## YOUR INSTRUCTIONS:
Reproduce the listing below line for line, word for word, keeping every character unchanged.

## EXTRACTED INFORMATION:
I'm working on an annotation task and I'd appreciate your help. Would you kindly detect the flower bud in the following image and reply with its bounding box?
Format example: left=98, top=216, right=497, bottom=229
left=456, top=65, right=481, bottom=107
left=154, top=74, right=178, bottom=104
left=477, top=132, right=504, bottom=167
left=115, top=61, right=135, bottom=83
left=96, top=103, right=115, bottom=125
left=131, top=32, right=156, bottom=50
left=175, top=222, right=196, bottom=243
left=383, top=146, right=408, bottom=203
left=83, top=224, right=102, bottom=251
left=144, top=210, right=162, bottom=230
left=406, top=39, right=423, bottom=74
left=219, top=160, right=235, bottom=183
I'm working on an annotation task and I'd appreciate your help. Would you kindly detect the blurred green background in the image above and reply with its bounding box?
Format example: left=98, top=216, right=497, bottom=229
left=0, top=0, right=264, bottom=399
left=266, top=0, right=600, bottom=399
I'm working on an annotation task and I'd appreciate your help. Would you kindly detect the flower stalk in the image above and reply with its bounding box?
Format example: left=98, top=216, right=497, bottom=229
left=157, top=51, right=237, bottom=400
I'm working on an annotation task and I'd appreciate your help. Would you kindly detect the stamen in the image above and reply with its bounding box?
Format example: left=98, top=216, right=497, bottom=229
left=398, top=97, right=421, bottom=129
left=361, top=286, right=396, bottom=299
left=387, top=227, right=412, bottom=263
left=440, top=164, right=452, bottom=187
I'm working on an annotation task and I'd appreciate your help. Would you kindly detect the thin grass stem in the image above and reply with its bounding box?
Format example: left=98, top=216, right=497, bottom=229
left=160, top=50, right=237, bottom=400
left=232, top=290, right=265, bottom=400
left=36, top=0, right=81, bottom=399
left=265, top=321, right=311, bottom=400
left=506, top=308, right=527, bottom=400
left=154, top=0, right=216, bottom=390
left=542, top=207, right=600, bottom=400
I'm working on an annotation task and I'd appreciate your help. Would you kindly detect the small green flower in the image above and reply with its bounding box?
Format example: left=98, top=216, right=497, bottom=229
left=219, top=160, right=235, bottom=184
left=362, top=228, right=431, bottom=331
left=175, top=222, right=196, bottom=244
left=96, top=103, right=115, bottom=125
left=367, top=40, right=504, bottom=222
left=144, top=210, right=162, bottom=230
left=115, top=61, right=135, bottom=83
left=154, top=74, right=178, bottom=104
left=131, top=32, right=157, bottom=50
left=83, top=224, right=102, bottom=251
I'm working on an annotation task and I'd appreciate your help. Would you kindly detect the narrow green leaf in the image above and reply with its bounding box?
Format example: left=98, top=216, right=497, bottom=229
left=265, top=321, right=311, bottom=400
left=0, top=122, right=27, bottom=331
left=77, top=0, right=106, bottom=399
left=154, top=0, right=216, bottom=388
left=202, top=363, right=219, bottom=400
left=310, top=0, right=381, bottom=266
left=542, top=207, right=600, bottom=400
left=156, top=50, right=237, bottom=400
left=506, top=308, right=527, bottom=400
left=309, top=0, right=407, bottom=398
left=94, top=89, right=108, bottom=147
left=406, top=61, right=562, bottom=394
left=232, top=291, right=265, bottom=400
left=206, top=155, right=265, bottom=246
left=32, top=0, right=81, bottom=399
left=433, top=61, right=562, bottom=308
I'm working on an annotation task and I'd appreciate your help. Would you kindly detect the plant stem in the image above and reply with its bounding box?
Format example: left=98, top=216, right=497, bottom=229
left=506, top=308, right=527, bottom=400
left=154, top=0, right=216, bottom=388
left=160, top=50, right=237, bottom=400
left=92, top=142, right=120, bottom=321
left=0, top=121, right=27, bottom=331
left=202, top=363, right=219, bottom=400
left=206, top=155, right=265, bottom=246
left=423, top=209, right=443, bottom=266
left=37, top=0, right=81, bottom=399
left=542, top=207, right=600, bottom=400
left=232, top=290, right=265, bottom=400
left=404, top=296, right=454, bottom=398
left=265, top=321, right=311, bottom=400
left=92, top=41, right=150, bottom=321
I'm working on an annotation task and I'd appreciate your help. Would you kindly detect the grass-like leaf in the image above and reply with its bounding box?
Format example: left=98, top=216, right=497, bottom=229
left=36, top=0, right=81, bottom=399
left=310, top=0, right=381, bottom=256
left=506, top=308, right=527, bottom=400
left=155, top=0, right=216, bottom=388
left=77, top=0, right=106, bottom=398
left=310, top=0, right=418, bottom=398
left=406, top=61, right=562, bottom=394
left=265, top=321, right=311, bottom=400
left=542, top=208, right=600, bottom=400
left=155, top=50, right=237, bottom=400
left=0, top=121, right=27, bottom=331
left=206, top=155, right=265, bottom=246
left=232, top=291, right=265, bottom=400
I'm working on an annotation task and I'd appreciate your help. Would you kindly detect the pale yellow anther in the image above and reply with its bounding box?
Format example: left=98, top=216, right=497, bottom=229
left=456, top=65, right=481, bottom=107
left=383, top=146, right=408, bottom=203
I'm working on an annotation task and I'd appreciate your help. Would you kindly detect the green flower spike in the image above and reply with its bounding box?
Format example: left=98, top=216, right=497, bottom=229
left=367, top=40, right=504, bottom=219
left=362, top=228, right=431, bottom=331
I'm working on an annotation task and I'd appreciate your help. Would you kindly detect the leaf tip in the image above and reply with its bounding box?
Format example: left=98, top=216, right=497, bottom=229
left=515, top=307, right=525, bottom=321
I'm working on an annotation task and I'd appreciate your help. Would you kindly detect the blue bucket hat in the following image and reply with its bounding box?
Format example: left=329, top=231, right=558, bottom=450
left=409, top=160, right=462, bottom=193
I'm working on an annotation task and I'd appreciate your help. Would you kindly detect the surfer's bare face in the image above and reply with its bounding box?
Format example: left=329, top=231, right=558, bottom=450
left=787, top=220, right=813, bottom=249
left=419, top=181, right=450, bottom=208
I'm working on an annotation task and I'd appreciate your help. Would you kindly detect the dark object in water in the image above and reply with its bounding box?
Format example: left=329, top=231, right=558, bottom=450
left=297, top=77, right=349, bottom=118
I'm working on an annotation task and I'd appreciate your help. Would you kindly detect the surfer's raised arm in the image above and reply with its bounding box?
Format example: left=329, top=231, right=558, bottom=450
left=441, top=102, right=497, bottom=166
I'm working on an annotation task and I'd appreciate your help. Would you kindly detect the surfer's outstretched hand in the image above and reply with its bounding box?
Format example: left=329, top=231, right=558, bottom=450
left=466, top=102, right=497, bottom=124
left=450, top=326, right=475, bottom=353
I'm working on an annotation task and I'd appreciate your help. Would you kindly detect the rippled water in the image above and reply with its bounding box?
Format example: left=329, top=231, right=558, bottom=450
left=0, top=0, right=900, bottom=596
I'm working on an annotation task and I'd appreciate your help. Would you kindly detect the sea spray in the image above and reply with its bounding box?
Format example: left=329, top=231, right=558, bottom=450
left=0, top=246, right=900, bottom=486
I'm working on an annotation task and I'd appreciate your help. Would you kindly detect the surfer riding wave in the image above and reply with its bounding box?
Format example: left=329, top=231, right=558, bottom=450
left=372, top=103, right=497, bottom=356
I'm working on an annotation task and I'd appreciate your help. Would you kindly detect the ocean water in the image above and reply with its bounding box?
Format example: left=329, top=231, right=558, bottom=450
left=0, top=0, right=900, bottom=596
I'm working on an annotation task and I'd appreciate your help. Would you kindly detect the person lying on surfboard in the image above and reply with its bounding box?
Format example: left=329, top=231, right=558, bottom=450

## TASK OUTPUT:
I'm working on an annotation task and I'd appreciate your help. Would you kindly detect the flower bud in the following image and reply with its bounding box?
Format example: left=98, top=216, right=497, bottom=229
left=456, top=65, right=481, bottom=107
left=154, top=74, right=178, bottom=104
left=477, top=132, right=504, bottom=167
left=115, top=61, right=135, bottom=83
left=96, top=103, right=115, bottom=125
left=131, top=32, right=156, bottom=50
left=175, top=222, right=196, bottom=243
left=383, top=146, right=408, bottom=203
left=83, top=224, right=102, bottom=251
left=144, top=210, right=162, bottom=230
left=406, top=39, right=423, bottom=74
left=219, top=160, right=235, bottom=183
I'm working on an annotation task and I'd appreciate your help. Would you kindly detect the blurred green background in the image above and reply with its bounding box?
Format example: left=98, top=216, right=497, bottom=229
left=0, top=0, right=264, bottom=399
left=266, top=0, right=600, bottom=399
I'm working on an annotation task and I'd appreciate your help. Would you kindly detect the flower stalk in the image above and reply with its bounding box?
Format example: left=98, top=216, right=497, bottom=229
left=157, top=51, right=237, bottom=400
I'm working on an annotation task and I'd appreciate your help. Would you kindly detect the stamen in the image above and reply with its bounding box?
Format example: left=98, top=216, right=497, bottom=229
left=398, top=97, right=421, bottom=129
left=361, top=286, right=396, bottom=299
left=387, top=227, right=412, bottom=263
left=440, top=164, right=452, bottom=187
I'm working on an annotation task and I'd appreciate your help. Would you kindly detect the thin grass stem in the image above and reply with its bounding box?
Format example: left=98, top=216, right=497, bottom=229
left=160, top=50, right=237, bottom=400
left=232, top=290, right=265, bottom=400
left=36, top=0, right=81, bottom=399
left=265, top=321, right=311, bottom=400
left=506, top=308, right=527, bottom=400
left=154, top=0, right=216, bottom=390
left=542, top=207, right=600, bottom=400
I'm working on an annotation task and I'd appreciate your help. Would you kindly detect the small green flower in the image above and reply with its bounding box?
Format example: left=98, top=216, right=497, bottom=229
left=219, top=160, right=235, bottom=184
left=362, top=228, right=431, bottom=331
left=175, top=222, right=196, bottom=244
left=96, top=103, right=115, bottom=125
left=367, top=40, right=504, bottom=222
left=144, top=210, right=162, bottom=230
left=115, top=61, right=135, bottom=83
left=154, top=74, right=178, bottom=104
left=131, top=32, right=157, bottom=50
left=83, top=224, right=102, bottom=251
I'm working on an annotation task and I'd appreciate your help. Would you kindly detect the narrow green leaf in the image above and reply with its bounding box?
Format example: left=98, top=216, right=497, bottom=229
left=265, top=321, right=311, bottom=400
left=0, top=122, right=27, bottom=331
left=77, top=0, right=106, bottom=399
left=154, top=0, right=216, bottom=388
left=202, top=363, right=219, bottom=400
left=310, top=0, right=381, bottom=266
left=542, top=207, right=600, bottom=400
left=156, top=50, right=237, bottom=400
left=506, top=308, right=527, bottom=400
left=309, top=0, right=407, bottom=398
left=94, top=89, right=108, bottom=147
left=406, top=61, right=562, bottom=394
left=232, top=291, right=265, bottom=400
left=206, top=155, right=265, bottom=246
left=32, top=0, right=81, bottom=399
left=433, top=61, right=562, bottom=308
I'm working on an annotation task and I'd appreciate your help. Would you kindly detect the plant stem in the image above and reply with its bounding box?
Format example: left=98, top=216, right=497, bottom=229
left=506, top=308, right=527, bottom=400
left=154, top=0, right=216, bottom=388
left=160, top=50, right=237, bottom=400
left=92, top=142, right=120, bottom=321
left=0, top=121, right=27, bottom=331
left=202, top=363, right=219, bottom=400
left=206, top=155, right=265, bottom=246
left=423, top=209, right=443, bottom=266
left=37, top=0, right=81, bottom=399
left=542, top=207, right=600, bottom=400
left=232, top=290, right=265, bottom=400
left=404, top=296, right=454, bottom=398
left=265, top=321, right=311, bottom=400
left=92, top=41, right=150, bottom=321
I'm working on an annotation task and I'd appreciate your help. Would you kindly detect the grass-like leaf in the image above and reply with its bounding box?
Format example: left=98, top=216, right=497, bottom=229
left=36, top=0, right=81, bottom=399
left=310, top=0, right=381, bottom=256
left=506, top=308, right=527, bottom=400
left=155, top=0, right=216, bottom=388
left=77, top=0, right=106, bottom=398
left=310, top=0, right=418, bottom=398
left=406, top=61, right=562, bottom=394
left=265, top=321, right=311, bottom=400
left=542, top=208, right=600, bottom=400
left=155, top=50, right=237, bottom=400
left=0, top=121, right=27, bottom=331
left=206, top=155, right=265, bottom=246
left=232, top=291, right=265, bottom=400
I'm working on an annotation task and I'd appreciate your help. Would you kindly detect the pale yellow anther in the image above and reply with its bounding box?
Format example: left=98, top=216, right=497, bottom=229
left=456, top=65, right=481, bottom=107
left=383, top=146, right=408, bottom=203
I'm working on an annotation task and I'd appreciate your help. Would you kindly detect the green flower spike in the image above and reply with its bounding box?
Format example: left=98, top=216, right=497, bottom=229
left=367, top=40, right=504, bottom=219
left=362, top=228, right=431, bottom=331
I'm working on an annotation task and I'd appreciate your help. Would you kindly detect the leaf tip in the image above and reply with its bounding box?
Format example: left=98, top=216, right=497, bottom=229
left=515, top=307, right=525, bottom=321
I'm working on an annotation task and I'd appreciate your help. Would you kindly detect the blue bucket hat in the following image and reply with its bounding box?
Format example: left=329, top=231, right=558, bottom=450
left=409, top=160, right=462, bottom=193
I'm working on an annotation task and I'd appreciate your help. Would you kindly detect the surfer's bare face in the image above and reply with its bounding box?
Format example: left=329, top=231, right=558, bottom=450
left=787, top=220, right=813, bottom=249
left=419, top=181, right=450, bottom=208
I'm working on an annotation task and I'd appreciate your help. Would you kindly detect the dark object in water in the image above and reply with its bounding box?
Format example: left=329, top=231, right=558, bottom=450
left=297, top=77, right=349, bottom=118
I'm working on an annotation task and I'd appreciate your help. Would you kindly detect the surfer's raised arm in the image above and reply with its bounding box?
Format example: left=329, top=231, right=558, bottom=450
left=441, top=102, right=497, bottom=166
I'm working on an annotation task and I'd appreciate your help. Would you kindly detect the surfer's outstretched hand in the image above and reply with its bounding box?
Format example: left=329, top=231, right=558, bottom=450
left=466, top=102, right=497, bottom=124
left=450, top=326, right=475, bottom=353
I'm working on an annotation task and I'd appreciate your help. Would you kindly detect the rippled water in the image above and reply with its bounding box?
Format example: left=329, top=231, right=558, bottom=450
left=0, top=0, right=900, bottom=596
I'm working on an annotation task and I'd appreciate your help. Would you kindly detect the sea spray in the image above and reply with its bounding box?
Format example: left=329, top=231, right=558, bottom=450
left=0, top=246, right=900, bottom=486
I'm working on an annotation task and I'd appreciate your help. Would you kindly detect the surfer riding wave in the image above and reply with its bounding box?
Format example: left=329, top=231, right=558, bottom=450
left=372, top=103, right=497, bottom=356
I'm working on an annotation task and I'd appreciate your help. Would you kindly detect the ocean water in the image above and reply with its bounding box?
Format example: left=329, top=231, right=558, bottom=450
left=0, top=0, right=900, bottom=596
I'm working on an annotation task and I'd appreciate your help. Would you kindly detect the person lying on surfboard in the image above and reply with its bounding box?
Format example: left=329, top=231, right=558, bottom=450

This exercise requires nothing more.